Pick out every line in the material below that contains the word "refrigerator", and copy each of those lines in full.
-- start of Material provided --
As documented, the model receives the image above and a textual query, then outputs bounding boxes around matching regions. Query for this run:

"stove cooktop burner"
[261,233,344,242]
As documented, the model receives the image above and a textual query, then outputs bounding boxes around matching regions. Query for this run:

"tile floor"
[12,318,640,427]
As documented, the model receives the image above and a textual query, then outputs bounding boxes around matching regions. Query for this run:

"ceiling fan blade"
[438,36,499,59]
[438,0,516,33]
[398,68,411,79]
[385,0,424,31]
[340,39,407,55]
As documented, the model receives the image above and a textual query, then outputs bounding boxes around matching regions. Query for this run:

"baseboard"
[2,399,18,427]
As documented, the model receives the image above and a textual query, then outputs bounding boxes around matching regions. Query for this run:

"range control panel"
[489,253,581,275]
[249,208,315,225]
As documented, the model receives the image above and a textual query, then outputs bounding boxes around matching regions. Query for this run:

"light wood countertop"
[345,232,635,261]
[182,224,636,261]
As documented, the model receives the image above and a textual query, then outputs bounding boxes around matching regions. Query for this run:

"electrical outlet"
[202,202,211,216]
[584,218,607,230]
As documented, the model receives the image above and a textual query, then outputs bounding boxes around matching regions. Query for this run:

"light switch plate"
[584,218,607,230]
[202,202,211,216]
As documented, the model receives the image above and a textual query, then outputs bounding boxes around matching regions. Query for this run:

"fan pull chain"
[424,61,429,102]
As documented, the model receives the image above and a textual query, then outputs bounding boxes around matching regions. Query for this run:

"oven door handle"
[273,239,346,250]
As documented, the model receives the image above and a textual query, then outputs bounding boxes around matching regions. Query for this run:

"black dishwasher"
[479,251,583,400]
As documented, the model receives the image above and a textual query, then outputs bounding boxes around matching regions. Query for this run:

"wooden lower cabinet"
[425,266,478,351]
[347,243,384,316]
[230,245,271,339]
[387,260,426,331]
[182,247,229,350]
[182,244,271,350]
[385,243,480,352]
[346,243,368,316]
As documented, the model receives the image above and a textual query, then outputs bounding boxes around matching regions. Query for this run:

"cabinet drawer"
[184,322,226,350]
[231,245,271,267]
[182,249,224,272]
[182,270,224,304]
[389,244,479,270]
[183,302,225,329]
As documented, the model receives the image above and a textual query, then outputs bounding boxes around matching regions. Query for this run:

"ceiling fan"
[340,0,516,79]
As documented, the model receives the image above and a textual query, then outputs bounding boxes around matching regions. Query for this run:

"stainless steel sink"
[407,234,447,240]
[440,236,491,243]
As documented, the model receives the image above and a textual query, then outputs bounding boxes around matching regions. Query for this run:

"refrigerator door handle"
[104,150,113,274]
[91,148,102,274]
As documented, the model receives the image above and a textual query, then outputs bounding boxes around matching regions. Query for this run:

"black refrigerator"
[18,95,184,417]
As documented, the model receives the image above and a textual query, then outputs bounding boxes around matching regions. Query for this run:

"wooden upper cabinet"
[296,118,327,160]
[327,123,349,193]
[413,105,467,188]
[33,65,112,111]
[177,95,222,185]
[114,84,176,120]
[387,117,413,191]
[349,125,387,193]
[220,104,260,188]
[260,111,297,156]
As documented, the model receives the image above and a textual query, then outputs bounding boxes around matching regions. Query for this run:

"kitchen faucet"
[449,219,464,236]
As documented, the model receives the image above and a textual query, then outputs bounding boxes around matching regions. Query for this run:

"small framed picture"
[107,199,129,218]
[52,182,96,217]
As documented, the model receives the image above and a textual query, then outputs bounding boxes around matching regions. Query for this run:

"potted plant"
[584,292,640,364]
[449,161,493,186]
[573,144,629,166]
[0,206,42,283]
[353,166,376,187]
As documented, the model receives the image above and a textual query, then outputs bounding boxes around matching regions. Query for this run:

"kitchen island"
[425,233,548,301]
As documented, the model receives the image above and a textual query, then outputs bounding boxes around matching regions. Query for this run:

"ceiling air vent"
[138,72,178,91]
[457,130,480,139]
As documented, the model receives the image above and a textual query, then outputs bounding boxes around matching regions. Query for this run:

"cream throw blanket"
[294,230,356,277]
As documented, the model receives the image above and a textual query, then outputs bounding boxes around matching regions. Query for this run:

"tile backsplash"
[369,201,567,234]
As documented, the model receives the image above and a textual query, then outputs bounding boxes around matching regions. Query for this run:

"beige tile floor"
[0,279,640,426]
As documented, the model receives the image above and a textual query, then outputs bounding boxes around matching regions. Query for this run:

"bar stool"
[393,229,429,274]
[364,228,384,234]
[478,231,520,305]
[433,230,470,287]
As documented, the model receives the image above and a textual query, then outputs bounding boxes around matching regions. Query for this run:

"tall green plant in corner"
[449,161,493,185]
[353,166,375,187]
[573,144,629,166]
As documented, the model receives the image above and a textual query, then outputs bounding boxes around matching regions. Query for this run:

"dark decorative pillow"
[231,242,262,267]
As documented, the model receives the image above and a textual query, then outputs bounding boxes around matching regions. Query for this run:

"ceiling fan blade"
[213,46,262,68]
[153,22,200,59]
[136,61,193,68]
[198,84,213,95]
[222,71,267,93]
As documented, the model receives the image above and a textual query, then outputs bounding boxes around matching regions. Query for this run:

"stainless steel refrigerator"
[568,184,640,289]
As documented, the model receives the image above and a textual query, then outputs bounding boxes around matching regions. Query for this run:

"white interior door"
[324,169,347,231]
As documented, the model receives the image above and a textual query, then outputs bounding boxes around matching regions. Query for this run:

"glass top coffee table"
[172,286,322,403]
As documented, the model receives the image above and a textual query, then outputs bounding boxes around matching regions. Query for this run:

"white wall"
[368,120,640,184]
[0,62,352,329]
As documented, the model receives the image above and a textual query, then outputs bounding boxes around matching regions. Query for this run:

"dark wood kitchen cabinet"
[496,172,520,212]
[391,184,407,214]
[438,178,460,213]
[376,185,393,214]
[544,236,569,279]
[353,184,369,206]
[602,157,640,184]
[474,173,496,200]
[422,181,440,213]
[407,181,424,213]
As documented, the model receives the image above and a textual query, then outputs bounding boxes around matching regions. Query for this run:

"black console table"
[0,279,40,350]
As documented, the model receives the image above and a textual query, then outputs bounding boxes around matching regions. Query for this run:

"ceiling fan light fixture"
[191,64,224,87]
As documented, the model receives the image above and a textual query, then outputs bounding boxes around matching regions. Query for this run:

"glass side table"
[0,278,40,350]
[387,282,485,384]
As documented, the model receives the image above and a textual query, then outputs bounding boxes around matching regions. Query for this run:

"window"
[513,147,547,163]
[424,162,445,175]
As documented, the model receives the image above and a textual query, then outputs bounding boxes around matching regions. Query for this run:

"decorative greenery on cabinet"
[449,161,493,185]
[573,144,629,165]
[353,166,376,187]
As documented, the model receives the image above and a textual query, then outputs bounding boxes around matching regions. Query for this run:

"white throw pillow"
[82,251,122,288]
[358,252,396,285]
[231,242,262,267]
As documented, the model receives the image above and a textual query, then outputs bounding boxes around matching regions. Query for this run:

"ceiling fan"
-- end of Material provided --
-- start of Material provided --
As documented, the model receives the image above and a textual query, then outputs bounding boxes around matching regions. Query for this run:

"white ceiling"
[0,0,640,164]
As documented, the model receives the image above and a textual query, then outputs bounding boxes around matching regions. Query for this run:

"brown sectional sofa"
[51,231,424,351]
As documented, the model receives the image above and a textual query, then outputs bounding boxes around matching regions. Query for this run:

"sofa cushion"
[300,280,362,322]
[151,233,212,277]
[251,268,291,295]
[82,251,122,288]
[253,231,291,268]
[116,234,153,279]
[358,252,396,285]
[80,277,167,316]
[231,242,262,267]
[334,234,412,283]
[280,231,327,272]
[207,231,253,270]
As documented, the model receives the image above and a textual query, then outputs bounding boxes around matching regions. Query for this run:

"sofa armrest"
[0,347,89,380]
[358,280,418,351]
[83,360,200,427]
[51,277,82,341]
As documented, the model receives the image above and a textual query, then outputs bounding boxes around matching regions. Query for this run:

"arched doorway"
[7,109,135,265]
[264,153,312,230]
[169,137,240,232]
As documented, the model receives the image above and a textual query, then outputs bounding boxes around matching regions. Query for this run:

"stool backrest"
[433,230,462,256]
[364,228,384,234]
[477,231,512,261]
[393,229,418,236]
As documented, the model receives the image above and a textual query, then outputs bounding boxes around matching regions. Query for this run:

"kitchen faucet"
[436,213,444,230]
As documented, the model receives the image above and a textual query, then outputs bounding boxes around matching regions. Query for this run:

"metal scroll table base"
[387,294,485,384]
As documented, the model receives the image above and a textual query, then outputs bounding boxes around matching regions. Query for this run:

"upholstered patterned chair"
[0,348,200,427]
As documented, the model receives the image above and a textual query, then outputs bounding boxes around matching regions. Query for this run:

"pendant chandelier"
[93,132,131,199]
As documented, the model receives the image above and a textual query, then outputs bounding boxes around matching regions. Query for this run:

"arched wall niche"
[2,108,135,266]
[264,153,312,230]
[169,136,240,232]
-- end of Material provided --
-- start of Material provided --
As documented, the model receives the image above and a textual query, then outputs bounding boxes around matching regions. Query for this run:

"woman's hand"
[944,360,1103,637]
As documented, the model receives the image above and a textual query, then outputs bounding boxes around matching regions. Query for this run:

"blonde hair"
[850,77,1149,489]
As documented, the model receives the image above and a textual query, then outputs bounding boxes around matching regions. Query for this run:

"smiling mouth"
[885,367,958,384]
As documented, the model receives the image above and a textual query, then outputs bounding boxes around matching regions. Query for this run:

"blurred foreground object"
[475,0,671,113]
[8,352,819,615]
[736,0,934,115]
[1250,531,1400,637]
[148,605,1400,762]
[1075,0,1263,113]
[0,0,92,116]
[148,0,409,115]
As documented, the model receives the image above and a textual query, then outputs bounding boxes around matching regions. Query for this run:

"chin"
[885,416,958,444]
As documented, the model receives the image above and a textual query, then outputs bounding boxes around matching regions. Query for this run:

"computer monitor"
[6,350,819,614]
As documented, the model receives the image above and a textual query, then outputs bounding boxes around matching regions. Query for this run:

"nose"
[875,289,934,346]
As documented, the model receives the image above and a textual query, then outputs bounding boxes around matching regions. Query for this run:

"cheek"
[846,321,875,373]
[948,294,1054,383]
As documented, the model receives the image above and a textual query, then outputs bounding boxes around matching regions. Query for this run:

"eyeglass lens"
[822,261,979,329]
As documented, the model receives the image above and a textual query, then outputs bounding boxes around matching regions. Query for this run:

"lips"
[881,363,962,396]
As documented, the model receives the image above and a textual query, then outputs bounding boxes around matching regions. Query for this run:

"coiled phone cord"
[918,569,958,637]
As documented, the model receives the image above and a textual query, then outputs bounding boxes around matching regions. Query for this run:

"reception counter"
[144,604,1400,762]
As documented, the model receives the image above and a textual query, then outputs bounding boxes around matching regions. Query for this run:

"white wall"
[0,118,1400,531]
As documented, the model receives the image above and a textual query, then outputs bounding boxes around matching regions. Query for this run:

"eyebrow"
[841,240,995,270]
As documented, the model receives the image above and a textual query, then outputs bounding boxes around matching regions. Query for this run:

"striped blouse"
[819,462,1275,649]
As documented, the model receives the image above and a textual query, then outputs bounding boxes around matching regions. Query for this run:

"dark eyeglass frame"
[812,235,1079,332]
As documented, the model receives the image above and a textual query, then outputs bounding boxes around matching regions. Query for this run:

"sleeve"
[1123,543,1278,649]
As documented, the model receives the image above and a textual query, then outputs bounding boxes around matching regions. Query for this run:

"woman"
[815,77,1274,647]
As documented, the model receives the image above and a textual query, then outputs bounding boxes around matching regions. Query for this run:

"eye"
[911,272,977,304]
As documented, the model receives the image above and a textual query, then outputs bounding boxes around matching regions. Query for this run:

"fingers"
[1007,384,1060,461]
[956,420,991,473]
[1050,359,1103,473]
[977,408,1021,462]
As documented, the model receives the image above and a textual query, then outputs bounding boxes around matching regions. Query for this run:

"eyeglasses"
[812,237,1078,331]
-- end of Material provided --
## Exercise output:
"refrigerator door handle"
"black refrigerator"
"stainless steel refrigerator"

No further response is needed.